* Page text
In order to fully understand OLTP and OLAP, it's necessary to provide a bit of context. In the early days of software existence, data was typically stored in a single file. However, as it began to address bigger problems, relational database management systems (DBMS) took the market by storm. Throughout the following decades, those were everyone's solution for data storage.
With the advent of the web, everything changed massively. Search engines and social networks are now modeling data in domains in which relations between data are not easily identifiable or, sometimes, not even needed (e.g. search engines indexing documents).
Nevertheless, a few terms of the old world are still used today, and it's important to look at them with a modern approach. Two of them are, precisely, OLTP and OLAP. But for an overall context, let's take a look at the following image that shows the relation between OLTP and OLAP.
What the image above underlines is that OLTP and OLAP are not competing approaches to the same issue, but processes that complement each other. Next you'll find a more in depth explanation of each one of those terms.
What is OLTP?
The term OLTP refers to Online Transaction Processing. It's often used to mention databases that store and manage data relevant to the day-to-day operations of a system or company. In the past this term was usually linked to relational databases in operation, where the main focus was to gather data from what was happening in a given context.
In short: OLTP is used to store and manage data for day-to-day operations.
As the information being stored on an OLTP data store was often critical to the business, a huge effort was put to ensure the Atomicity, Consistency, Isolation and Durability (ACID) of the data. Data stored according to these four principles are marked as ACID compliant, and this is where relational database management systems excel.
But having an ACID compliant Datastore does not mean that we don't have to make any additional effort to ensure our data is compliant with those principles. The way we process the data matters. For instance, how can we guarantee that data is consistent if we allow redundancy in our data store?

* Given material
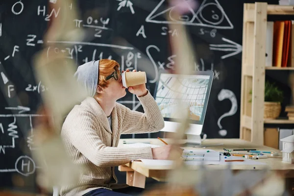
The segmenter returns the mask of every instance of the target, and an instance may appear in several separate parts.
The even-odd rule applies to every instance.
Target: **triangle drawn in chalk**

* Goal
Reproduce everything in the OLTP and OLAP text from "In order to" down to "engines indexing documents).", but swap "the web" for "the internet".

* The answer
In order to fully understand OLTP and OLAP, it's necessary to provide a bit of context. In the early days of software existence, data was typically stored in a single file. However, as it began to address bigger problems, relational database management systems (DBMS) took the market by storm. Throughout the following decades, those were everyone's solution for data storage.
With the advent of the internet, everything changed massively. Search engines and social networks are now modeling data in domains in which relations between data are not easily identifiable or, sometimes, not even needed (e.g. search engines indexing documents).